Information shown Block Start

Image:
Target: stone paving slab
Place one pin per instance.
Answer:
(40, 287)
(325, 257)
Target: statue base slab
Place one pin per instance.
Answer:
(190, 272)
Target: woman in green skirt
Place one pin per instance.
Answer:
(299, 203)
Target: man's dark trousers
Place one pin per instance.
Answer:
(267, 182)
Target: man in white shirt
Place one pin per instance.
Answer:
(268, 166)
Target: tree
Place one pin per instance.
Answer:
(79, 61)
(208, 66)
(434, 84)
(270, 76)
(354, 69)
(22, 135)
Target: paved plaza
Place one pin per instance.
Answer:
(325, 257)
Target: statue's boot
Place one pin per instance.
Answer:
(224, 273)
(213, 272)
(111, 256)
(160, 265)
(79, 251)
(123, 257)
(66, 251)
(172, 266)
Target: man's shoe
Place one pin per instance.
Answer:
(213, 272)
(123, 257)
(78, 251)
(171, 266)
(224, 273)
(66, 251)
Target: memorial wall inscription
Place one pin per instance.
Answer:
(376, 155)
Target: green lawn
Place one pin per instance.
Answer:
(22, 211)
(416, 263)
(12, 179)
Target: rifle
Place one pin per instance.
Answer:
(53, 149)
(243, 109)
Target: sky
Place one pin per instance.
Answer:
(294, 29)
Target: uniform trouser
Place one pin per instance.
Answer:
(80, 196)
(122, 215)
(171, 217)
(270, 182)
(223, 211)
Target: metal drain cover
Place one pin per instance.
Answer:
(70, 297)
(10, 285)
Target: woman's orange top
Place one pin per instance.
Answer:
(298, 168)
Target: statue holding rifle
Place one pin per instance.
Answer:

Information shown Block End

▶ [Task requirements]:
Starting with the first line of the records above, give back each line exactly until the line with "Target: paved plaza" has been given as well.

▶ [Response to this exercise]:
Image:
Target: stone paving slab
Place one pin per instance.
Answer:
(40, 287)
(325, 257)
Target: statue base slab
Place one pin per instance.
Answer:
(190, 272)
Target: woman in green skirt
Place one pin per instance.
Answer:
(299, 203)
Target: man's dark trousers
Place one pin per instance.
Answer:
(267, 182)
Target: man in white shirt
Place one pin per instance.
Answer:
(268, 166)
Target: tree
Place one pin per instance.
Answer:
(79, 61)
(208, 66)
(434, 84)
(270, 76)
(354, 69)
(22, 135)
Target: paved plaza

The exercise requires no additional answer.